» **Document extract**
++++++

— Keith B Robinson, Diamond Packaging
You can’t blame auto accidents on car makers. There is a need for different prescriptions to treat ailments, but overprescribing is a problem. Doctors and pharmacists must be more diligent. They get to see who is getting the pills and who may be abusing them. Giving opioids to patients with minor or no true ailment is how the pills get on the street. If a drug that cured cancer was found to be abused by some people, would that drug be banned?
— Tom Walpole
I agree pharmaceutical companies are partly responsible. In addition we have physicians and dentists who over-prescribed opioids and/or inappropriately prescribed them, rather than taking the time and having the conversations required to do more appropriate pain management. We also have a public that is vulnerable to advertising messages and may have a poor understanding about both acute and chronic pain management, including what can and cannot be accomplished with drugs and what the risks/benefits are of those drugs. This is a public health crisis that requires comprehensive public health-style interventions. Suing the pharmaceutical companies is one way to fund the public health approach that we need. It might be more effective for Attorney General Schneiderman to take this up rather than relying on individual counties to do it. If I recall the tobacco settlement was taken up by almost all the AGs from across the country. AG Schneiderman has already gotten involved w/medication assisted therapy, mental health parity, and encouraging competition/generics for suboxone in the name of fighting the opioid crisis. It seems that this is a candidate for the AG’s involvement as well.

++++++

Stored entries:

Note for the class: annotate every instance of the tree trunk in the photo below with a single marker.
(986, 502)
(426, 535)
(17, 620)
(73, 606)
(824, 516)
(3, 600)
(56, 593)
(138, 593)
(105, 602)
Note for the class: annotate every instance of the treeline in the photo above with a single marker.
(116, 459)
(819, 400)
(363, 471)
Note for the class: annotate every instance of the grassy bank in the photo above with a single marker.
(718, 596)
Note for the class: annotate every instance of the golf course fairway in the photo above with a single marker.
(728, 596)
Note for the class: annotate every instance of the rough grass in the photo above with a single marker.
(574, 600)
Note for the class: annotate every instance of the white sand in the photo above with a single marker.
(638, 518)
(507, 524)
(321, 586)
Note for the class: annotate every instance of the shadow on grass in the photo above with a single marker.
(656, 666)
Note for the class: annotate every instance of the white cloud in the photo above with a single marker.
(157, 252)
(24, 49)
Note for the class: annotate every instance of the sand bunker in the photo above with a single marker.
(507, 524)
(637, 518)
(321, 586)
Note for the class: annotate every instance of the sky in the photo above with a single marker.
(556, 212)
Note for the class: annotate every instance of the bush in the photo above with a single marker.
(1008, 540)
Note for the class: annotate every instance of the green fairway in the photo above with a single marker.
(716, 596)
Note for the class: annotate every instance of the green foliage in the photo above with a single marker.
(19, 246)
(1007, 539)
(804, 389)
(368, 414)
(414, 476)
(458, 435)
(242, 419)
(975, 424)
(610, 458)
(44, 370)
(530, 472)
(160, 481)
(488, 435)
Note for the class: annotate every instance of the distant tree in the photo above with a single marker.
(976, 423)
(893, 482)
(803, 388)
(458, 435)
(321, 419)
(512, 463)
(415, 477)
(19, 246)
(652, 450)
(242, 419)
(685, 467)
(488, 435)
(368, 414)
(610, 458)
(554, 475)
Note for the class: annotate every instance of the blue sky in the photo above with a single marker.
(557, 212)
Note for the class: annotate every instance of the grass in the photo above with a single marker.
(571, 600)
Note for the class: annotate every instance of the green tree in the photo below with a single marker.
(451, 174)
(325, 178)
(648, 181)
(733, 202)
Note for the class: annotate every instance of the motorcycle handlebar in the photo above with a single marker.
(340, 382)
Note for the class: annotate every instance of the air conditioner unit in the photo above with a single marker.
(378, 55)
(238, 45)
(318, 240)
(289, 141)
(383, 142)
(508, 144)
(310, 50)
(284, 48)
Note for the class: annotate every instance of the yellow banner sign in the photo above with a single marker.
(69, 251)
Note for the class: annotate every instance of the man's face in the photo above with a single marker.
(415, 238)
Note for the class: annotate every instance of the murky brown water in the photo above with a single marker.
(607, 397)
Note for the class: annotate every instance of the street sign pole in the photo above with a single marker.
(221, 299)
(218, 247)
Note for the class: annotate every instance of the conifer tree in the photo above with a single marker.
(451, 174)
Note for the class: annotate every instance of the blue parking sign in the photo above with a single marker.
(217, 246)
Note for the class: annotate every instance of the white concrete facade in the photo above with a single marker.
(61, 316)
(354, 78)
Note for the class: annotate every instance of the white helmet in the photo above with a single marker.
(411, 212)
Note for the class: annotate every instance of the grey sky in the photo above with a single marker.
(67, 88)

++++++

» **What to do**
Continue the reader comments on responsibility for the opioid crisis, beginning after the final sentence shown.

» **Task response**
— Katie Orem, MPH
It is multifaceted. Pharmacies participate, doctors participate, dealers participate and mental health help is cut by government and we the public stay silent.
— Suzanne Mayer
Opioids are a valuable tool for doctors to help relieve chronic pain in many patients. I don’t see how misuse is the pharmaceutical industry’s problem. This is just the type of populist legislation pushed by politicians trying to look as though something is being done.
— Mark Wilson
As far as I can tell, the pharmaceutical companies are not somehow pushing the painkillers any more than they are “pushing” any other drug they make. The doctors prescribe the painkillers so I suppose you could hold them to some level of blame if they don’t properly instruct a patient on the risks of painkiller use. The final responsibility lies with the patient if they don’t follow the doctor’s instructions. Holding the pharmaceutical companies liable for the patient’s actions is similar to the tobacco industry liable for smoking related illnesses. The cigarette packaging has said for many years before the 1990’s that using tobacco products can cause cancer. The smokers knew they were taking a risk.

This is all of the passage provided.